§ LISTED RECORDS:
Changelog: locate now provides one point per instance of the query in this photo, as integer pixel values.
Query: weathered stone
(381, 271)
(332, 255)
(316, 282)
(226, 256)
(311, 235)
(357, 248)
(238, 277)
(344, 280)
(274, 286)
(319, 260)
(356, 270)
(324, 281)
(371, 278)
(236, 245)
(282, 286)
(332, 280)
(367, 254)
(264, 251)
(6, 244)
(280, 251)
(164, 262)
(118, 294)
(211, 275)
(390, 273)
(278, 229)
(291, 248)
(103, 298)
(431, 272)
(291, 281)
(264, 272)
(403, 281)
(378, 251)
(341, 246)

§ EXERCISE DETAILS:
Copy the records above character for character, keeping each line as it appears.

§ WRITTEN REPLY:
Changelog: locate now provides one point per instance of the query in this photo, as integer pixel values.
Query: weathered stone
(381, 271)
(332, 255)
(316, 282)
(226, 256)
(311, 235)
(357, 248)
(238, 277)
(344, 280)
(274, 286)
(319, 260)
(356, 270)
(324, 281)
(371, 278)
(236, 245)
(282, 286)
(332, 280)
(367, 254)
(264, 251)
(6, 244)
(280, 251)
(164, 262)
(118, 294)
(211, 275)
(390, 273)
(278, 229)
(291, 248)
(103, 298)
(431, 272)
(291, 281)
(264, 272)
(403, 281)
(378, 251)
(341, 246)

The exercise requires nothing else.